## Reading text
....
Hello beautiful people!
Let’s get paid!
One of the many reasons I encourage creatives to become producers is to level the playing field. Another is to make the “I can walk away at any time” factor at least an option. To make the convo about money one that doesn’t cause you ridiculous stress and anxiety.
Today may challenge your baseline of enoughness so let’s dig into that little bit of goodness first.
As we all know, there’s great disparity between the “copy, credit, meals” stage and the level at which celebs land deals for $10M a picture or live as series leads with producer credits, thereby earning many many many millions of dollars over time. That’s obvious. What’s perceived as less drastic is the gap between what life is like for the working actor earning overscale wages and the $125/day actor who’s nowhere close to dropping the survival job just yet. But if you’re living the CCM to $125/day reality, those $1000 co-star days and the $10K guest-star gigs seem way far out there, maybe even forever just out of your reach.
The way we move more quickly from the “I’ll work for free” to the “Fuck you; pay me” stage of our careers involves two steps.
- Moving as high up the enoughness scale as possible and living pretty far up there (#BigOl5 or very close) on the daily.
- Not being afraid to talk about money. Ever.
....
## Excerpted records
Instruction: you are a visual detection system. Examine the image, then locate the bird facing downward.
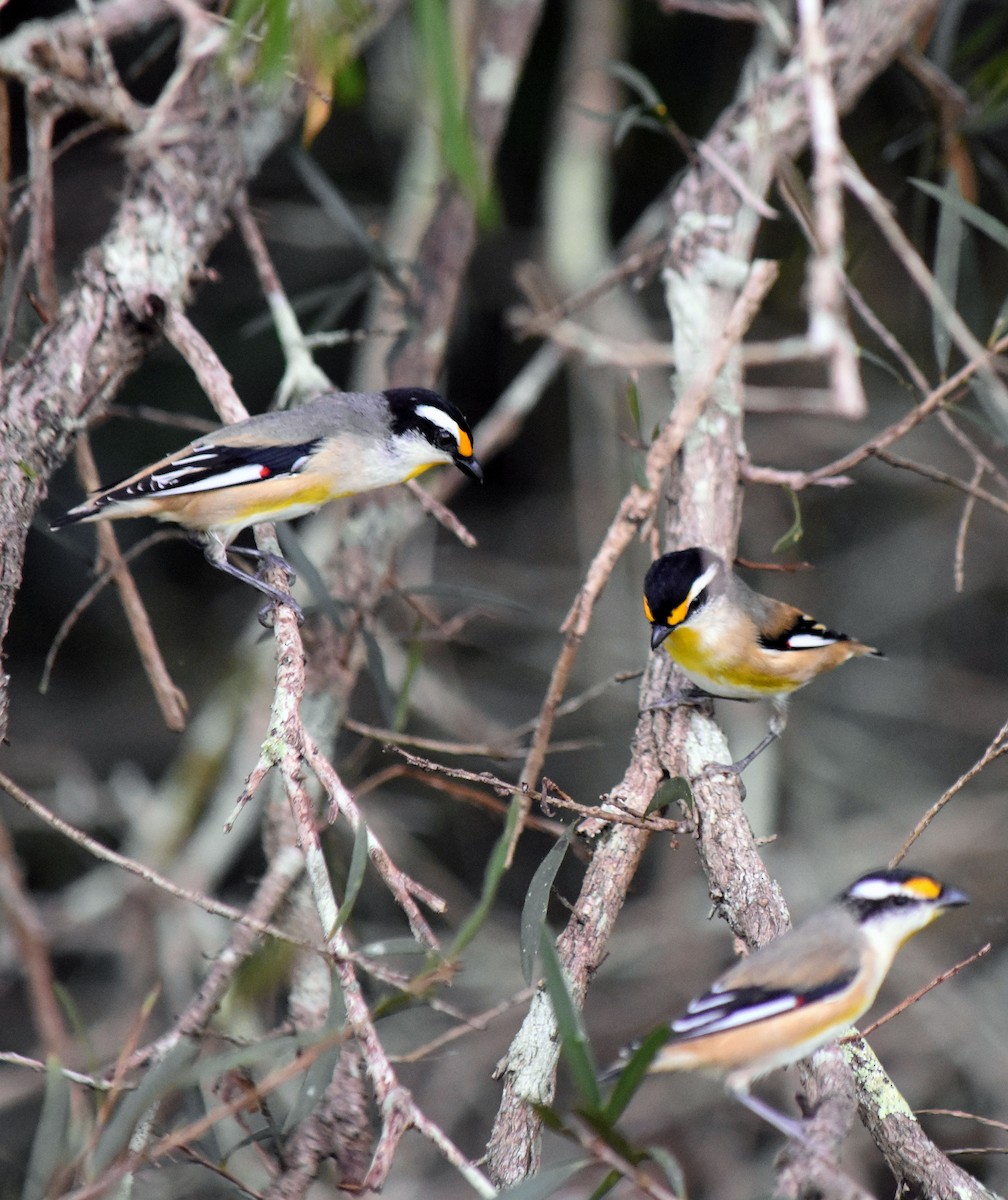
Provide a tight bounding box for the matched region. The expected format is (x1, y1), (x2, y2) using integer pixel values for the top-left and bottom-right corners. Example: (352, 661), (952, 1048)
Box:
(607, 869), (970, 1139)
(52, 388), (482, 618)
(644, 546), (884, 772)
....
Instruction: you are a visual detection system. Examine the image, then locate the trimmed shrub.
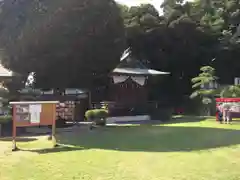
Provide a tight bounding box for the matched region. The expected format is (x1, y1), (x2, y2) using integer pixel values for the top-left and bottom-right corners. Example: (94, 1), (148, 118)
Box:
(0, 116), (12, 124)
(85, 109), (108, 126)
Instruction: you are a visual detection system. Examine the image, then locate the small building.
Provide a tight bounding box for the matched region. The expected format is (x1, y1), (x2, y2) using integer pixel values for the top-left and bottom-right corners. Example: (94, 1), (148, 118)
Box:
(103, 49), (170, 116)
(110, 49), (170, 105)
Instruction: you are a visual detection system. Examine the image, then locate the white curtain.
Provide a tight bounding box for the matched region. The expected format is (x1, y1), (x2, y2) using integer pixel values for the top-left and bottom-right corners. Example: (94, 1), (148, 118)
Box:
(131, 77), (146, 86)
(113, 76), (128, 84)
....
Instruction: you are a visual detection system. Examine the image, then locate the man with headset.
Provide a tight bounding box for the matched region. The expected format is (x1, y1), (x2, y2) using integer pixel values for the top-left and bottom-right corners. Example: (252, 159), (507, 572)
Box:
....
## What is asked
Resume the post on actors getting paid, picking up right after its second step about not fearing money talk.

## Output of the exercise
Shift to this way of thinking: Identifying the collective of people most likely to be excited by what I offer (targeting) and being sure my message is clear and focused (branding) does not mean I’m less of an artist. Nor does getting paid for what I’ve created. Getting paid means I’m a professional artist. (Tweet it.)
Click to watch the Mike Monteiro talk to creatives that inspired this print. Especially my non-showbiz creatives! This is gold. The value of getting specific, of having a contract, of hiring an attorney is made *so* clear in this vid.
Producers are always going to try and keep costs down. We can’t fault them for that! Our ability to insist upon having an exchange of value for value — which, as you recall from Day 9 is ALL getting paid *is* — is what’s required first. Our self-worth informs our net-worth! Anything that is of value deserves to be shared with the world. Once we stop buying into the idea that who we are is never enough, that branding is dirty, that marketing is manipulative, and that getting paid for our storytelling abilities is tacky, we can begin to see the wage gap lessen.
Of course, being able to have powerful conversations about issues surrounding money involves not only the enoughness we’ve been fortifying for many weeks now, but also fluency with what contracts are about. That means reading contracts. Every word. Asking questions about what certain clauses and terms mean before you’re in a position to have to negotiate quickly on any of these points. Getting pay-or-play worked into your deals (so you get paid even if the project doesn’t happen). Hitting the SAGindie low-budget contracts workshops in LA or NY (and no, you don’t have to be a union member to hit these, since they’re created for producers). Even going to the trouble of scheduling a visit TO one of these large markets to get to hit one of these workshops would be an empowering move. Skyping, Zooming, or FaceTiming with your LA-based or NY-based ninja accountability buddy after he or she attends one of these is a great runner-up. Reading first-hand accounts from #SMFAninjas all over the internet as they post about these events is a bare minimum.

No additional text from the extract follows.